### Task to carry out
Write the records out again, keeping each line exactly as it is.

### Task data
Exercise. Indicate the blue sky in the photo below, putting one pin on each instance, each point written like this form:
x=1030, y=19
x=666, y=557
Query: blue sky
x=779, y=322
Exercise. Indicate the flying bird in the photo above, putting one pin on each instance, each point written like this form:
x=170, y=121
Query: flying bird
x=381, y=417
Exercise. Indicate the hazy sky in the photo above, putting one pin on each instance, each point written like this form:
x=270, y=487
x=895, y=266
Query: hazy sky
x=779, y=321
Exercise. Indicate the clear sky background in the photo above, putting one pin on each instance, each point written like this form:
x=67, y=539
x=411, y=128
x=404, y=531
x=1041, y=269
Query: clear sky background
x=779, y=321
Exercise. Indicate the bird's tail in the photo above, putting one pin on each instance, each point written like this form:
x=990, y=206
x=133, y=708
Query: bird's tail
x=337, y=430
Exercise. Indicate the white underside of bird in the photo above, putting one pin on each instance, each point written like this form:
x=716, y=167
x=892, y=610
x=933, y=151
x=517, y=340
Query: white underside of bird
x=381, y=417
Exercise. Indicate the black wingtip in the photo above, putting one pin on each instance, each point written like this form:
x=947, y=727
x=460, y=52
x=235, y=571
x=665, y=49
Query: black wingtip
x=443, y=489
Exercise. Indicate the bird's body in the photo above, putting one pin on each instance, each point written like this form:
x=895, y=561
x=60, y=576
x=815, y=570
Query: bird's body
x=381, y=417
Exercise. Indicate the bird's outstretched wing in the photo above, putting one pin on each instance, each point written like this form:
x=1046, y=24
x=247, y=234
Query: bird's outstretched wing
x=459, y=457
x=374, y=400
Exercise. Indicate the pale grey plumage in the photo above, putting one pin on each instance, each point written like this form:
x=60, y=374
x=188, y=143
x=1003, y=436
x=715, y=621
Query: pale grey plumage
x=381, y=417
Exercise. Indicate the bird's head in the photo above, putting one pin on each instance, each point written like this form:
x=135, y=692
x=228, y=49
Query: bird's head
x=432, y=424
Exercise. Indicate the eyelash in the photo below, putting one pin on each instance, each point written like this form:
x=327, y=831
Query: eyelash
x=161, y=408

### Task answer
Exercise. Indicate the blue sky in the photo below, putting one pin on each instance, each point written like this form:
x=1030, y=19
x=666, y=557
Query: blue sky
x=779, y=322
Exercise. Indicate the flying bird in the photo above, putting one pin on each instance, each point written like this form:
x=170, y=121
Query: flying bird
x=381, y=417
Exercise. Indicate the hazy sky in the photo above, putting one pin on each instance, each point written like this form:
x=270, y=487
x=895, y=266
Query: hazy sky
x=779, y=321
Exercise. Indicate the clear sky background in the photo above, putting one pin on each instance, each point written like this form:
x=67, y=539
x=411, y=128
x=404, y=531
x=1041, y=269
Query: clear sky background
x=779, y=321
Exercise. Indicate the bird's tail in the photo above, putting one pin on each instance, each point written like this form:
x=990, y=206
x=133, y=708
Query: bird's tail
x=337, y=430
Exercise. Indicate the white underside of bird in the photo above, putting one pin on each instance, each point written like this form:
x=716, y=167
x=892, y=610
x=933, y=151
x=517, y=340
Query: white underside of bird
x=381, y=417
Exercise. Indicate the black wingtip in the photo above, putting one pin on each instance, each point written like this form:
x=947, y=727
x=460, y=52
x=235, y=571
x=665, y=49
Query: black wingtip
x=443, y=489
Exercise. Indicate the bird's body in the photo above, putting one pin on each instance, each point written like this form:
x=895, y=561
x=60, y=576
x=815, y=570
Query: bird's body
x=381, y=417
Exercise. Indicate the bird's outstretched wing in the photo above, putting one pin on each instance, each point written like this form:
x=1046, y=24
x=247, y=234
Query: bird's outstretched wing
x=459, y=457
x=374, y=400
Exercise. Indicate the pale grey plumage in the photo above, putting one pin on each instance, each point written like this form:
x=60, y=374
x=188, y=143
x=1003, y=436
x=715, y=621
Query: pale grey plumage
x=381, y=417
Exercise. Indicate the bird's head in the photo above, putting one pin on each instance, each point written like this form:
x=135, y=692
x=228, y=49
Query: bird's head
x=432, y=424
Exercise. Indicate the eyelash in the photo below, putting one pin on each instance, each point written like this form:
x=327, y=831
Query: eyelash
x=161, y=408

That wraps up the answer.